- _Problem description_:
Replace "sandy ground" with "loose soil" in the lines below, starting with the line that contains "of the sandy" and going on through the line that contains "[(242, 97), (57, 93)]". Give only those lines, with everything else unchanged.

- _Collected data entries_:
◆ ◆ ◆ ◆

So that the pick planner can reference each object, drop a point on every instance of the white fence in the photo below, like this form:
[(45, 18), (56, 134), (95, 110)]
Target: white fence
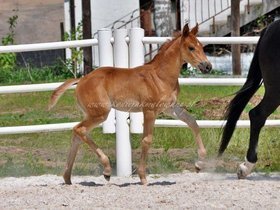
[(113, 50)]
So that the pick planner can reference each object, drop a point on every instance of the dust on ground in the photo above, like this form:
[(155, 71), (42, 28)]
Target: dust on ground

◆ ◆ ◆ ◆

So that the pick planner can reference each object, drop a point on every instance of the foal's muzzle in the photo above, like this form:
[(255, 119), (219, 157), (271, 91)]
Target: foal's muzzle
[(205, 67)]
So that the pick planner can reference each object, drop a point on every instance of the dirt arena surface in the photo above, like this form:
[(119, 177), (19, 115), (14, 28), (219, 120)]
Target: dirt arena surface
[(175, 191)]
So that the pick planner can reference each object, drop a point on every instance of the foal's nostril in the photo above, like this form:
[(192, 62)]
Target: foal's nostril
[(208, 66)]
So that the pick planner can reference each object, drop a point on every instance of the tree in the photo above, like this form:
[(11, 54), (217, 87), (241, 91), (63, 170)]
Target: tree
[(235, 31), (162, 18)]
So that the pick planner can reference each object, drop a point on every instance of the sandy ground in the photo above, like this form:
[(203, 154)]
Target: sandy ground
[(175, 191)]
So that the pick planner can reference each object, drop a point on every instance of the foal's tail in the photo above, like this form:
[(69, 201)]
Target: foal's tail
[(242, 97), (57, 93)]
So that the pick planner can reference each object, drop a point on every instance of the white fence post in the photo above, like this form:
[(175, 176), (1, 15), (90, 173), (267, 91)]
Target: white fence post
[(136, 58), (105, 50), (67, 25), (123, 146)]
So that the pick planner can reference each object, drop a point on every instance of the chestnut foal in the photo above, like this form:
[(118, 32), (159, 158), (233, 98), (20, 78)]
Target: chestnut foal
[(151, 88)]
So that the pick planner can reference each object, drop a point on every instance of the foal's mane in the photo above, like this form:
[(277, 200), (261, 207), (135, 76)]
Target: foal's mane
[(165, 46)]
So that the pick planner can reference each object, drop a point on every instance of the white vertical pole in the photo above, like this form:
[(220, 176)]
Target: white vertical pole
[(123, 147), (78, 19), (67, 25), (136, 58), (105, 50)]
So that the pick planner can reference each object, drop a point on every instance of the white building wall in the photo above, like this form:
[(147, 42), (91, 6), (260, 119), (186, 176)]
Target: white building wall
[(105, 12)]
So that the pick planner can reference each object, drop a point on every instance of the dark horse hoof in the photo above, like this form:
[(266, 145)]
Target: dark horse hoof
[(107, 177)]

◆ ◆ ◆ ◆

- _Answer in full_:
So that the pick planner can reference each object, drop a point on every instance of the loose soil in the photo above, like this form:
[(203, 154)]
Target: loose soil
[(175, 191)]
So that the pick planner can reference each object, drop a point on every instance of the foal's tail in the photo above, like this form:
[(69, 201)]
Target: foal's tail
[(242, 97), (57, 93)]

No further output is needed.